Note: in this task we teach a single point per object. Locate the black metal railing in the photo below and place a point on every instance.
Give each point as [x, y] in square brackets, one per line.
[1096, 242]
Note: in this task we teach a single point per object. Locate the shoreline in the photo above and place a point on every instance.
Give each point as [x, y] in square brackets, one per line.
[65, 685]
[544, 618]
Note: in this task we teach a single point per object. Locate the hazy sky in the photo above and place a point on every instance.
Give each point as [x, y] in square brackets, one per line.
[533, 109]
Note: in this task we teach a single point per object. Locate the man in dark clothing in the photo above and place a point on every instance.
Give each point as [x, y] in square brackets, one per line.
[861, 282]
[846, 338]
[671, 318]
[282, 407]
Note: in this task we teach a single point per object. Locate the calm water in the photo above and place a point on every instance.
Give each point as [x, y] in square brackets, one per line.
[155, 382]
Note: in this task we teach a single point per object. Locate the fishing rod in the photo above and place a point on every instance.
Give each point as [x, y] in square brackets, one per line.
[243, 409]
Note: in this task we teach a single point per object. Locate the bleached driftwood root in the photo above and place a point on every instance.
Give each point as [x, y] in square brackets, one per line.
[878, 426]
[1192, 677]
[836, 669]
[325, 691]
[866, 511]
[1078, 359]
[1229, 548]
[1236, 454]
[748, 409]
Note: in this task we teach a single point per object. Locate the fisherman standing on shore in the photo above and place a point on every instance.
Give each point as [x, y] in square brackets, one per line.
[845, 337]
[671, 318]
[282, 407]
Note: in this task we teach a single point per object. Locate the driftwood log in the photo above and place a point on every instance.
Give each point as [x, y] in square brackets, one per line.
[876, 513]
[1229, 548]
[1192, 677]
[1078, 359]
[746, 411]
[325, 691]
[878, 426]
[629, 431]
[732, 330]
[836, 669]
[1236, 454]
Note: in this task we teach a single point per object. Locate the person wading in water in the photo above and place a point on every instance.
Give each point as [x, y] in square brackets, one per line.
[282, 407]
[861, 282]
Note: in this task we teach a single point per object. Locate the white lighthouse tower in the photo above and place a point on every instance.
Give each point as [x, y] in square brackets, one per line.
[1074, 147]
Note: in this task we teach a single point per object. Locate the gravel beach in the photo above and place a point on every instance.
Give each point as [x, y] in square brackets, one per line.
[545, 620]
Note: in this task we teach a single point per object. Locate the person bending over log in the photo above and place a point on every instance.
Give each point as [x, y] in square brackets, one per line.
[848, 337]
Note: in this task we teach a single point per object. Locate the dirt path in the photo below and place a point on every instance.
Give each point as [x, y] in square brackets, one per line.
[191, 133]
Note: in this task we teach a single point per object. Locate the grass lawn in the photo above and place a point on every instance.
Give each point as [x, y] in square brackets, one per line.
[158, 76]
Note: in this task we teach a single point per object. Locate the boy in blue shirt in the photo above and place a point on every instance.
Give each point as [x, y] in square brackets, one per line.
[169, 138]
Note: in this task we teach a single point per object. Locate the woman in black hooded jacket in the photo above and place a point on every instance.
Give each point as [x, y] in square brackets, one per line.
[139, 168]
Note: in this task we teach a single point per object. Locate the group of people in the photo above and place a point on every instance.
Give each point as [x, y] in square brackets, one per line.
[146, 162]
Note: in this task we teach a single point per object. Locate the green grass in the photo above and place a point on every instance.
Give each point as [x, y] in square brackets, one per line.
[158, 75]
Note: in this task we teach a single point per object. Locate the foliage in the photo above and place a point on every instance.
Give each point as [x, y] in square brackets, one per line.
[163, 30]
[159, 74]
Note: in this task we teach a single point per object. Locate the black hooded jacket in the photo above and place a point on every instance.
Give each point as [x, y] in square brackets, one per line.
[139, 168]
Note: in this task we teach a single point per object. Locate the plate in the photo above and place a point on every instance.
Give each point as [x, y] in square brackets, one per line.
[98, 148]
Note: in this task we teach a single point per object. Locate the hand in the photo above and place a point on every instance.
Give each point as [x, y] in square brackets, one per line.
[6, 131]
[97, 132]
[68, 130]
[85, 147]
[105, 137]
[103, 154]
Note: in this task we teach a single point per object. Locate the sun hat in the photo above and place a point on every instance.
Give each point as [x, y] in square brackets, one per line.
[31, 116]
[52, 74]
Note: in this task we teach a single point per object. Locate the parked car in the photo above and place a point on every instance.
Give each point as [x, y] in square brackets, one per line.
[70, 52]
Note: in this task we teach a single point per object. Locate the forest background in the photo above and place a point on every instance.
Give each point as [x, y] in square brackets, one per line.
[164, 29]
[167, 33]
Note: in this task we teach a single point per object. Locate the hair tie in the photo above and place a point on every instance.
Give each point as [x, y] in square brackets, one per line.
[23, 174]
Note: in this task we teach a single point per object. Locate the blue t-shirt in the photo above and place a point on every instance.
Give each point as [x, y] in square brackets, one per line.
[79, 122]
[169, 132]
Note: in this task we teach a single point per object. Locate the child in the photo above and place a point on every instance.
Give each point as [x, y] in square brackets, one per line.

════

_Set task_
All of the data needs to be reproduced exactly, with no line missing.

_Solution to the problem_
Note: in this task we teach a single point per object. Locate the black metal railing in the photo below and place a point on every instance.
Give each point as [x, y] in square brackets, one per line.
[1096, 242]
Note: in this task we teach a single point per object. Locate the shoreline in the photo above and place a point on every instance.
Give each point as [x, y] in square brackets, one per line.
[65, 685]
[544, 618]
Note: in this task we teach a single point per object. Locate the hazy sky in the photo above and place a point on every instance.
Give each point as [x, y] in square brackets, one per line.
[533, 109]
Note: in this task we teach a single point per object. Locate the man in dark clothing in the photo above and place a point on every instance.
Give each point as [x, y] in square brackets, one per line.
[861, 282]
[846, 338]
[671, 318]
[282, 407]
Note: in this task we teach a single point per object. Locate the calm water in the photo above and place a point on every instance.
Give each point as [x, y] in square brackets, one per line.
[155, 382]
Note: in this task we teach a single point per object. Locate the fishing rod in the photo above and place a point on every instance.
Give each point as [x, y] in square brackets, one per line.
[243, 409]
Note: in this task we teach a single point per object. Locate the bleached driftwood root in the photo above and place a point on every instance.
Give each point as [x, y] in square brackets, one per line.
[878, 426]
[1192, 677]
[836, 669]
[325, 691]
[866, 511]
[1078, 359]
[1229, 548]
[1236, 454]
[748, 409]
Note: in this task we teach a single point per object. Locate the fisherman standing on shore in the photo above and place a point on every instance.
Give each point as [x, y] in square brackets, one per line.
[845, 337]
[671, 318]
[282, 407]
Note: in this task we teach a single point per object. Locate the driftwood log in the photo above and place a point on every instance.
Give each point as [x, y] in square brackets, one per line.
[876, 513]
[1229, 548]
[1192, 677]
[1078, 359]
[746, 411]
[325, 691]
[878, 426]
[629, 431]
[732, 330]
[836, 669]
[1236, 454]
Note: in this task we teach a single point per object. Locate the person wading in water in the photo above and place a point on every instance.
Give each point as [x, y] in square brackets, one per line.
[282, 407]
[861, 282]
Note: in this task we teach a single point per object. Locate the white lighthouse tower in the photo above and place a point on every instance.
Give each point as [x, y] in square brackets, one per line.
[1074, 147]
Note: in this task we teach a single point per object. Locate the gravel beach in the photo above and place a point on every instance.
Give each point as [x, y] in square brackets, one per line.
[545, 620]
Note: in this task we teach a single point per object. Locate the person bending over log in the photo above and place a point on every instance.
Give each point as [x, y] in square brackets, one per line.
[848, 337]
Note: in this task we teach a single point per object. Locate the dirt path in the photo below and place a point on every instance.
Give each point as [x, y] in square brackets, one per line.
[191, 133]
Note: in this task we teach a single point per object. Locate the grass lawn in the photo above and place a point on every instance.
Give each point as [x, y] in square brackets, one per line.
[158, 76]
Note: in this task we teach a single point per object. Locate the boy in blue shirt in the photo above and place a point on every instance.
Give each point as [x, y] in square brackets, one per line.
[169, 138]
Note: in this task we teach a single point per object. Locate the woman in black hooded jacket in the photo above and place a point on every instance.
Give each point as [x, y] in square brackets, one per line.
[139, 168]
Note: in this task we teach a single point per object. Locate the group of people in the photo above and place a point on every instance.
Give each point as [x, y] in square brackets, one per line.
[146, 162]
Note: in this task we teach a single point per object. Locate the green grass in the photo above and place a point on every instance.
Give each point as [x, y] in square brackets, one per line.
[158, 75]
Note: in this task we teach a single point per object. Locate the foliage in the photo above and place a point on every instance.
Give each point as [x, y] in square brackets, one per line.
[163, 30]
[159, 74]
Note: in this task we teach a single point per object. Locate the black hooded jacket in the photo above and place a point on every instance.
Give each point as [x, y] in square brackets, one per line.
[139, 168]
Note: in this task we teach a single point per object. Locate the plate in the photo above and place a point on every instance.
Give each point as [x, y] in square brackets, one per line.
[98, 148]
Note: in this task we teach a single point per object. Locate the hand in the photo above and place a point on every instance.
Give each point as [x, y] in square brackets, one per line.
[6, 131]
[97, 132]
[68, 130]
[85, 147]
[105, 137]
[103, 154]
Note: in this task we teach a single point per object. Locate the sun hat in the photo above and place a point on every instance.
Give each point as [x, y] in square brackets, one per line.
[31, 116]
[52, 74]
Note: in this task we teach a single point per object. Locate the parked car in the photo above and place a point on every instance.
Give each point as [x, y] in square brackets, one per line.
[70, 52]
Note: in this task we teach a single point per object. Locate the forest background in the photo above and place a point on every instance.
Give each point as [x, y] in square brackets, one per line.
[164, 29]
[167, 33]
Note: in this task we teach a single point per object. Locate the hair tie in the photo above and place a point on every instance.
Give each point as [x, y] in square brackets, one per line.
[23, 174]
Note: in this task we teach a single point per object. Locate the blue t-shirt in the photo above and place a point on every instance.
Give each point as [x, y] in square brackets, one per line.
[79, 122]
[169, 132]
Note: in this task we teach a single point per object. Locate the child in the photo above and place a point on every instance.
Give each point as [x, y] in square brackets, one per line.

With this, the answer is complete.